** Start of LISTED RECORDS **

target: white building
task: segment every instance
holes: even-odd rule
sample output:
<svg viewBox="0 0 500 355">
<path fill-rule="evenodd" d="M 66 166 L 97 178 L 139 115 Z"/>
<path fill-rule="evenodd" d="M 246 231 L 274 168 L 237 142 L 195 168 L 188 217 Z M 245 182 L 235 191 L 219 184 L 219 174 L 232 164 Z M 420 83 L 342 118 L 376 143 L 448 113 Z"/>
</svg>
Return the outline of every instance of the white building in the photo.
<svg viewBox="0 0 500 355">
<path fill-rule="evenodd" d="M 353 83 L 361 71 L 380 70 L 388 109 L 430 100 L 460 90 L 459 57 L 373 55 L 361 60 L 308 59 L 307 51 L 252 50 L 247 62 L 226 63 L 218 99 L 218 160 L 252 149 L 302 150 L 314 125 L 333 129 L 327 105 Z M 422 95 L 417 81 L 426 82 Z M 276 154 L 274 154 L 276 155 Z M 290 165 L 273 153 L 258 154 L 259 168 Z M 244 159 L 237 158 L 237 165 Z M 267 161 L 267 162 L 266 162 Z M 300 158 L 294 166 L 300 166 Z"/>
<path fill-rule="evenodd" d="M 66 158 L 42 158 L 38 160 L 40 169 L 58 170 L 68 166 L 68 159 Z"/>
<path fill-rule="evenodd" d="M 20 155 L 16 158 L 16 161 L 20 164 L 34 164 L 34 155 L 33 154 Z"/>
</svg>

** End of LISTED RECORDS **

**BRIEF:** Print every entry exactly as it appears.

**ANSWER FOR THE TASK:**
target: white building
task: segment every instance
holes: even-odd rule
sample output:
<svg viewBox="0 0 500 355">
<path fill-rule="evenodd" d="M 66 166 L 97 178 L 139 115 Z"/>
<path fill-rule="evenodd" d="M 246 231 L 274 168 L 237 142 L 195 168 L 188 217 Z M 245 182 L 235 191 L 219 184 L 219 174 L 232 164 Z M 420 83 L 342 118 L 376 143 L 448 113 Z"/>
</svg>
Return the outline of every instance of the white building in the photo.
<svg viewBox="0 0 500 355">
<path fill-rule="evenodd" d="M 353 83 L 361 71 L 380 70 L 388 109 L 430 100 L 460 90 L 459 57 L 373 55 L 361 60 L 308 59 L 307 51 L 252 50 L 247 62 L 226 63 L 218 99 L 218 160 L 252 149 L 302 150 L 314 125 L 333 129 L 327 105 Z M 422 95 L 417 81 L 426 82 Z M 276 154 L 274 154 L 276 155 Z M 290 165 L 273 153 L 258 154 L 259 168 Z M 244 159 L 237 158 L 237 165 Z M 267 161 L 267 162 L 266 162 Z M 300 158 L 294 166 L 300 166 Z"/>
<path fill-rule="evenodd" d="M 66 158 L 42 158 L 38 160 L 40 169 L 58 170 L 68 166 L 68 159 Z"/>
<path fill-rule="evenodd" d="M 20 155 L 16 158 L 16 161 L 20 164 L 34 164 L 34 155 L 33 154 Z"/>
</svg>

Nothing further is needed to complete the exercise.